* _Work to be completed_:
Edit the lines between the one holding "Please spot the white" and the one holding "point(229, 123)", inclusive, by swapping every "Target" for "Label". Return only those lines and keep everything else in them the same.

── Data shown ──

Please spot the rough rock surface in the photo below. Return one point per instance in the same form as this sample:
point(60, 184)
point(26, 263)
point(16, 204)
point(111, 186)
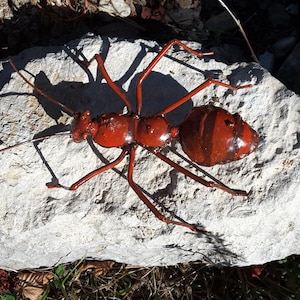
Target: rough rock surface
point(104, 219)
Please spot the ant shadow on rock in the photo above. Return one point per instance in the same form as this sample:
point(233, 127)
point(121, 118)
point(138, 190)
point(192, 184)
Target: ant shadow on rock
point(159, 91)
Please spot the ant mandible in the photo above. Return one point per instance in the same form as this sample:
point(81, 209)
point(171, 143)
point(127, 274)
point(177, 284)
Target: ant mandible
point(209, 135)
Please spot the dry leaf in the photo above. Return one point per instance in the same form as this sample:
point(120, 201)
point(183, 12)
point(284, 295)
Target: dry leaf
point(33, 285)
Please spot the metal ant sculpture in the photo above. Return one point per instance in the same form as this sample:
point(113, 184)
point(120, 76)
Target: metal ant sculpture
point(209, 135)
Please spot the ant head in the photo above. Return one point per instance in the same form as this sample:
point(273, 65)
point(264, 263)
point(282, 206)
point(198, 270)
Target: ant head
point(82, 126)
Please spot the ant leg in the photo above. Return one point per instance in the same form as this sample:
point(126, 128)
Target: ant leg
point(112, 85)
point(87, 177)
point(66, 108)
point(197, 90)
point(137, 190)
point(197, 178)
point(154, 62)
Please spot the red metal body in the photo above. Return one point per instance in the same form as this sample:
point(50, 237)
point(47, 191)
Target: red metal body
point(209, 135)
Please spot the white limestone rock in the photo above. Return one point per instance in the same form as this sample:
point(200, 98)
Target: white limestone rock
point(104, 219)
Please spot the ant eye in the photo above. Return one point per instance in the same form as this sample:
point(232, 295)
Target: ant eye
point(229, 123)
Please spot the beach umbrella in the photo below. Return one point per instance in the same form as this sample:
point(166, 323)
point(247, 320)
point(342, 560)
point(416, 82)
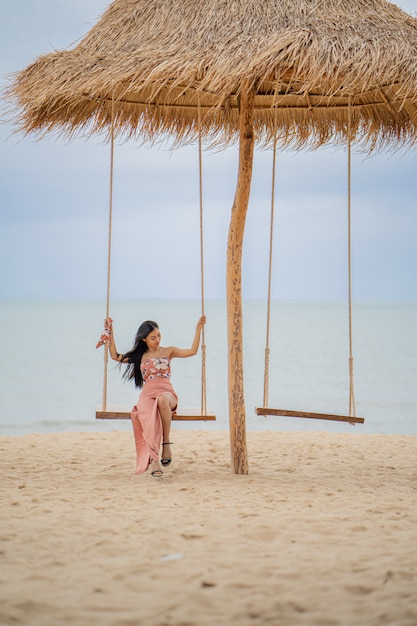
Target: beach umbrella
point(307, 72)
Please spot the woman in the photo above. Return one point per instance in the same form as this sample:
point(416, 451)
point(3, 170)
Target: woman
point(149, 365)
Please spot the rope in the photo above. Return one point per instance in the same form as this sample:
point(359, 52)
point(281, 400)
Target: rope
point(271, 238)
point(203, 340)
point(109, 241)
point(352, 405)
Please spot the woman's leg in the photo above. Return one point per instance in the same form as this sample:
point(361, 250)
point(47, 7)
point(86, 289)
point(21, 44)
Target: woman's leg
point(166, 404)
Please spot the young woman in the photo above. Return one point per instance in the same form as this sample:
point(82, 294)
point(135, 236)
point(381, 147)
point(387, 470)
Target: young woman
point(149, 365)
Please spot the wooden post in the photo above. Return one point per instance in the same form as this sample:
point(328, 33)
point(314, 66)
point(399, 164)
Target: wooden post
point(237, 417)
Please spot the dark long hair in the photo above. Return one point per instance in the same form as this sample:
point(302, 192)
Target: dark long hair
point(134, 356)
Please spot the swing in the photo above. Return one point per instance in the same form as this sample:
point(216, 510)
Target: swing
point(265, 410)
point(191, 414)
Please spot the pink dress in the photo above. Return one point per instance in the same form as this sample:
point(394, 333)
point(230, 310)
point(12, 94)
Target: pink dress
point(146, 420)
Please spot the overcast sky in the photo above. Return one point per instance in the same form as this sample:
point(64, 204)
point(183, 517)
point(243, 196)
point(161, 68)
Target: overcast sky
point(54, 205)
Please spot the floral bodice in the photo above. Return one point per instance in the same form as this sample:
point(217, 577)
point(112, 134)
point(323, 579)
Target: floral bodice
point(155, 368)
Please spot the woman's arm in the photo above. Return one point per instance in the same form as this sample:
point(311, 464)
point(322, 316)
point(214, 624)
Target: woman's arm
point(183, 353)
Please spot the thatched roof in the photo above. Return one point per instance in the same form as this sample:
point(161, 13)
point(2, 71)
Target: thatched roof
point(158, 58)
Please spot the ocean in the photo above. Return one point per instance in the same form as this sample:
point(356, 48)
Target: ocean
point(52, 374)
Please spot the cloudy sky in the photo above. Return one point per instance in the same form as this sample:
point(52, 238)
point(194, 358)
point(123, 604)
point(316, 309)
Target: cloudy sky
point(54, 205)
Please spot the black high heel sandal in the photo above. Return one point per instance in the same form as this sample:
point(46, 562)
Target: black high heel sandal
point(166, 461)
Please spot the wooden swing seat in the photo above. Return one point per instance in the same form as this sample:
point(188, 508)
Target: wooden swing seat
point(186, 415)
point(305, 414)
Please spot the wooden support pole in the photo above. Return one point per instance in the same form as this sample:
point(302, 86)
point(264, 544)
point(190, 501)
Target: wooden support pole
point(237, 417)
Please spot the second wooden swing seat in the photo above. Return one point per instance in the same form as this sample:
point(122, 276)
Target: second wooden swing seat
point(265, 409)
point(189, 414)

───

* _Task answer_:
Please spot the white limestone rock in the photo above. Return one point per instance in the same form as this sample:
point(200, 98)
Label: white limestone rock
point(104, 219)
Please spot the ant eye in the photo above. Return one point per instance in the same form as this sample:
point(232, 295)
Label: ant eye
point(229, 123)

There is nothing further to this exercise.